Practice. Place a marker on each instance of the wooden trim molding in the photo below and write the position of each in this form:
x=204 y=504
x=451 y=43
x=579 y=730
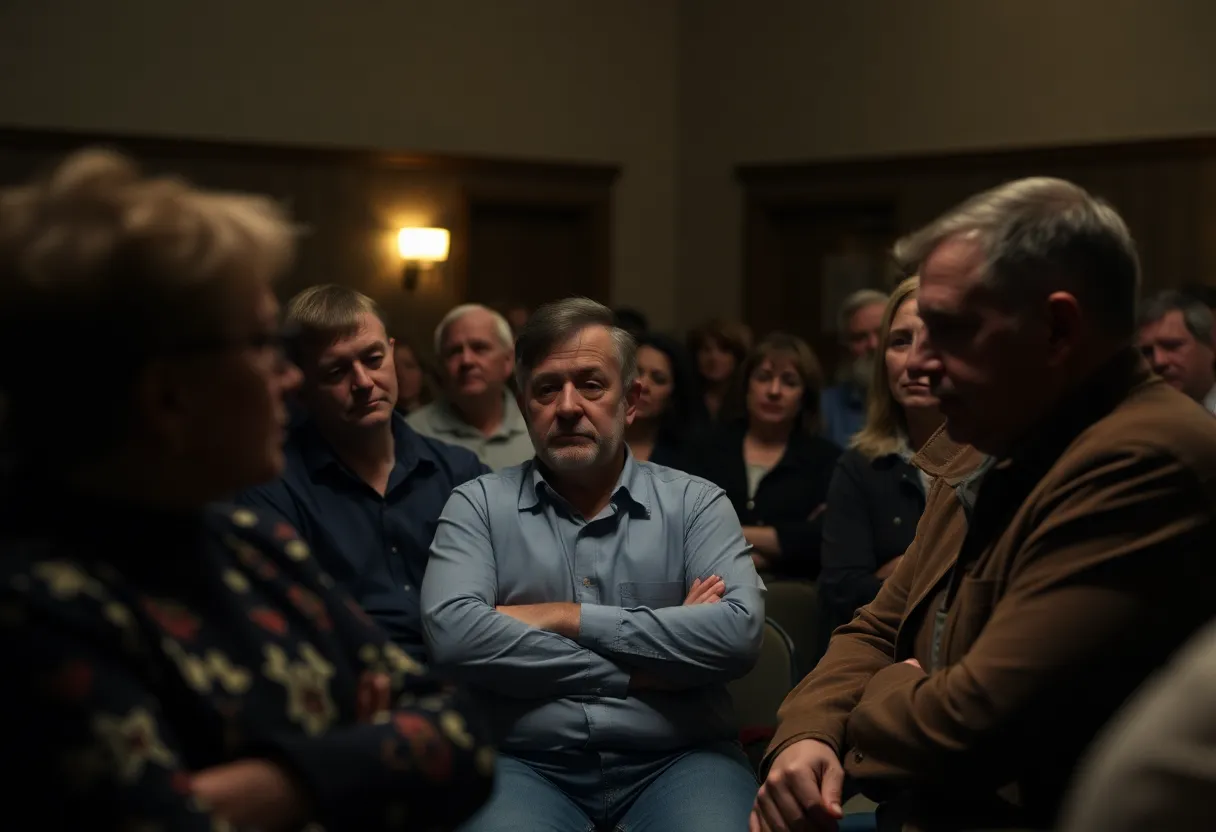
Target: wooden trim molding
x=170 y=147
x=772 y=173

What is expected: Render the records above word for word and leave the pictures out.

Exercise solution:
Practice. Place a marker on each instance of the wooden trim molding in the photo below and write the position of each in this form:
x=204 y=504
x=451 y=43
x=579 y=730
Target: wooden trim molding
x=170 y=147
x=772 y=173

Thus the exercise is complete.